▶ _TRECHO APRESENTADO_
○ ○ ○ ○ ○ ○ ○

Alguns investidores concordam em construir escolas e pavimentar estradas, mas mesmo quando cumprem suas promessas, os benefícios para os governos anfitriões e agricultores locais têm vida curta. A longo prazo, entretanto, eles precisam sofrer as consequências da super-fertilização, desmatamento, consumo excessivo de água, redução da diversidade ecológica e perda de espécies locais. Para aumentar as safras e atingir lucros anuais de 20% ou mais, os grandes donos de terras estrangeiros precisam operar suas fazendas em escala industrial. E quando o solo começa a empobrecer depois de alguns anos, muitos investidores simplesmente mudam para outro lugar. A terra é tão barata que eles não são obrigados a valorizar práticas de agricultura sustentáveis.
Rejeitando o velho modelo
Por causa dos riscos, Audinet e De Schutter, assim como a maioria dos especialistas, preferem os contratos de produção à aquisição de terras. Em outras palavras, os investidores estrangeiros fornecem a tecnologia e o capital, enquanto os fazendeiros locais, trabalhando em suas próprias terras ou em terras arrendadas, fornecem arroz ou trigo a preços fixos. Este é um modelo clássico, testado e comprovado, mas não é o que os novos investidores querem. Eles querem controlar, ter propriedade, altos lucros e, acima de tudo, segurança – objetivos raramente compatíveis com os interesses de milhares de pequenos produtores.

○ ○ ○ ○ ○ ○ ○

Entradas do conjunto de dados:
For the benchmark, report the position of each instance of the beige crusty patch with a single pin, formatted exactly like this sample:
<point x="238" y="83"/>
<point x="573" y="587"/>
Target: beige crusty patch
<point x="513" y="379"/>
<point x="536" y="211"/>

○ ○ ○ ○ ○ ○ ○

▶ _SOBRE A TAREFA_
Transcreva, sem nenhuma alteração, a parte do trecho sobre investidores estrangeiros em terras agrícolas que começa nas palavras "Rejeitando o velho" e termina logo após "de pequenos produtores.".

▶ _EXERCÍCIO RESOLVIDO_
Rejeitando o velho modelo
Por causa dos riscos, Audinet e De Schutter, assim como a maioria dos especialistas, preferem os contratos de produção à aquisição de terras. Em outras palavras, os investidores estrangeiros fornecem a tecnologia e o capital, enquanto os fazendeiros locais, trabalhando em suas próprias terras ou em terras arrendadas, fornecem arroz ou trigo a preços fixos. Este é um modelo clássico, testado e comprovado, mas não é o que os novos investidores querem. Eles querem controlar, ter propriedade, altos lucros e, acima de tudo, segurança – objetivos raramente compatíveis com os interesses de milhares de pequenos produtores.